— begin —

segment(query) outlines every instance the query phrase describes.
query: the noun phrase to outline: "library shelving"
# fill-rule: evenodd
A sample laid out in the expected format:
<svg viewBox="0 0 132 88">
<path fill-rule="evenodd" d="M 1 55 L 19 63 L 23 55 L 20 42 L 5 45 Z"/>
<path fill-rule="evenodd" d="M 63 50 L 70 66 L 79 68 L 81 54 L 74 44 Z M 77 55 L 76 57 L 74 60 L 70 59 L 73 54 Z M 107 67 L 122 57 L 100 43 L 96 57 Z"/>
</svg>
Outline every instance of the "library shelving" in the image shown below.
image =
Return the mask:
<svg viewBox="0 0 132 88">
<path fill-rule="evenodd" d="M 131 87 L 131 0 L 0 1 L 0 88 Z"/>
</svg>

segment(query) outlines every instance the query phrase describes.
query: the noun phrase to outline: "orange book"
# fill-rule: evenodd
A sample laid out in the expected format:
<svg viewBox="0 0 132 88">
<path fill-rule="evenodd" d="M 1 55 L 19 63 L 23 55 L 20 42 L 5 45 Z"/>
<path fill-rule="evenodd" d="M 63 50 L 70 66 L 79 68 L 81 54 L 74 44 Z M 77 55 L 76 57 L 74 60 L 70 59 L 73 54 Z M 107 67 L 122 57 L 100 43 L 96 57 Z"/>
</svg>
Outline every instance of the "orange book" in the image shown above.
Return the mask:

— end —
— begin —

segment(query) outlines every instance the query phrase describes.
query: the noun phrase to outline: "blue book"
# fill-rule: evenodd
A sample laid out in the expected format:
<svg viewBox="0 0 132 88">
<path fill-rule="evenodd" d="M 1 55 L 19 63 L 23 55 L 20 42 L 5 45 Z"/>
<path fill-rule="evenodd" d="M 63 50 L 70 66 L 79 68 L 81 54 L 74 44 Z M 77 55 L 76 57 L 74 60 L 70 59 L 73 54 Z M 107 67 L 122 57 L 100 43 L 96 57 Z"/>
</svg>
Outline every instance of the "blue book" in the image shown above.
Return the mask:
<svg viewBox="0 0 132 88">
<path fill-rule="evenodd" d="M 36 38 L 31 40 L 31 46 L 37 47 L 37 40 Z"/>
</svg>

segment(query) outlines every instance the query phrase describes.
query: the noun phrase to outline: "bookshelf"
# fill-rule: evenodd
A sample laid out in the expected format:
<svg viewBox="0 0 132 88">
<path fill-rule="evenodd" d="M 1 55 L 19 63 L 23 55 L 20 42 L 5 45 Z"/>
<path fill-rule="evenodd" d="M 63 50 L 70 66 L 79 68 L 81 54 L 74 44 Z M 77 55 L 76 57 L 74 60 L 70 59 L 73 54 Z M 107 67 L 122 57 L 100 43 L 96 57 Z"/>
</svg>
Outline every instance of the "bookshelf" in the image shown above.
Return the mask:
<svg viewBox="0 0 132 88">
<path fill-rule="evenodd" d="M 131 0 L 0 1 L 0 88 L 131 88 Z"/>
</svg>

— end —

SET PROBLEM ->
Pick out each line in the records above that contains the word "library", and copy those lines in their original order.

SOLUTION FOR THIS EXERCISE ->
query: the noun phrase to outline: "library shelving"
Outline every instance of the "library shelving" in the image shown below.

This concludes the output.